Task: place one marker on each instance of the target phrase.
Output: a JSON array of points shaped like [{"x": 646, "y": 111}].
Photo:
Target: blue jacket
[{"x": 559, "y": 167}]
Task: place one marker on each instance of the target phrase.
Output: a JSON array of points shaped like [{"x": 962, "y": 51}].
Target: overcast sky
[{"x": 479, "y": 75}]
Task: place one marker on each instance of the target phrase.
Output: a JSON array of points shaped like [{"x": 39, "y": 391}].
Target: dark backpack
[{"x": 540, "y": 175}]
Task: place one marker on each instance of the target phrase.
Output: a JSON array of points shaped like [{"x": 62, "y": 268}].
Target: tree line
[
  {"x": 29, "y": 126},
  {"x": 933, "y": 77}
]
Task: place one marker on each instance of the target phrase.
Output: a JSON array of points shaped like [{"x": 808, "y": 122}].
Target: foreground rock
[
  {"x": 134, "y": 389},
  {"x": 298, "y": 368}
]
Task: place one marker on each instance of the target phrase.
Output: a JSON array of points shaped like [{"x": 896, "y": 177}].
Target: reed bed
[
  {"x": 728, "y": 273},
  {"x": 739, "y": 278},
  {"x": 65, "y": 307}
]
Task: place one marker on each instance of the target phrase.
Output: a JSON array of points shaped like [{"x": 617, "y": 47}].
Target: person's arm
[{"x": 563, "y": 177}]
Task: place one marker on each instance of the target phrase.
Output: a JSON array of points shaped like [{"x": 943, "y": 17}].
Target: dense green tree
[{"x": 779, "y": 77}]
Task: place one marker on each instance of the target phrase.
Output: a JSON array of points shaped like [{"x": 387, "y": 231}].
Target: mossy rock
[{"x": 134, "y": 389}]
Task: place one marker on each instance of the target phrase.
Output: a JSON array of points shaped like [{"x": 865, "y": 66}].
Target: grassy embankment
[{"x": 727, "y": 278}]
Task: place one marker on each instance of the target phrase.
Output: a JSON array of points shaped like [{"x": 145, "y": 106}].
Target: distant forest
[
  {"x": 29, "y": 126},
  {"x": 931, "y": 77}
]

--------------------------------------------------

• _Görev Gereksinimleri_
Yukarıdaki kayıtların bütün satırlarını lütfen hiçbir değişiklik yapmadan olduğu gibi döndürün.

• _Çıktı Aşağıda_
Task: place one marker on each instance of the target phrase.
Output: a JSON array of points shaped like [{"x": 646, "y": 111}].
Photo:
Target: blue jacket
[{"x": 559, "y": 167}]
Task: place one marker on each instance of the target phrase.
Output: a JSON array of points shaped like [{"x": 962, "y": 51}].
Target: overcast sky
[{"x": 479, "y": 75}]
Task: place one marker on each instance of the target phrase.
Output: a JSON array of points shaped like [{"x": 39, "y": 391}].
Target: dark backpack
[{"x": 540, "y": 175}]
Task: place one marker on each instance of the target phrase.
Output: a JSON array of points shaped like [{"x": 62, "y": 268}].
Target: tree line
[
  {"x": 29, "y": 126},
  {"x": 933, "y": 77}
]
Task: place one marker on each instance of the target phrase.
Output: a JSON array of points shaped like [{"x": 808, "y": 122}].
Target: foreground rock
[
  {"x": 134, "y": 389},
  {"x": 298, "y": 368}
]
Task: place one marker on each instance of the target phrase.
Output: a JSON array of points shaped like [{"x": 896, "y": 177}].
Target: reed bed
[
  {"x": 728, "y": 273},
  {"x": 739, "y": 278},
  {"x": 65, "y": 307}
]
Task: place one marker on each instance of the target phrase.
Output: a JSON array of points shaped like [{"x": 617, "y": 47}].
Target: person's arm
[{"x": 563, "y": 177}]
Task: place one marker on each instance of the target phrase.
Output: a JSON array of points shaped like [{"x": 943, "y": 17}].
Target: dense green tree
[{"x": 779, "y": 77}]
Task: place one marker on each instance of the target phrase.
Output: a JSON array of points shaped like [{"x": 387, "y": 231}].
Target: mossy rock
[{"x": 134, "y": 389}]
Task: place one marker on each instance of the target phrase.
Output: a JSON array of points shaped like [{"x": 865, "y": 66}].
Target: grassy embankment
[{"x": 727, "y": 278}]
Task: place one marker on each instance of the target phrase.
Output: a JSON array of points shaped like [{"x": 145, "y": 106}].
Target: distant forest
[
  {"x": 29, "y": 126},
  {"x": 931, "y": 77}
]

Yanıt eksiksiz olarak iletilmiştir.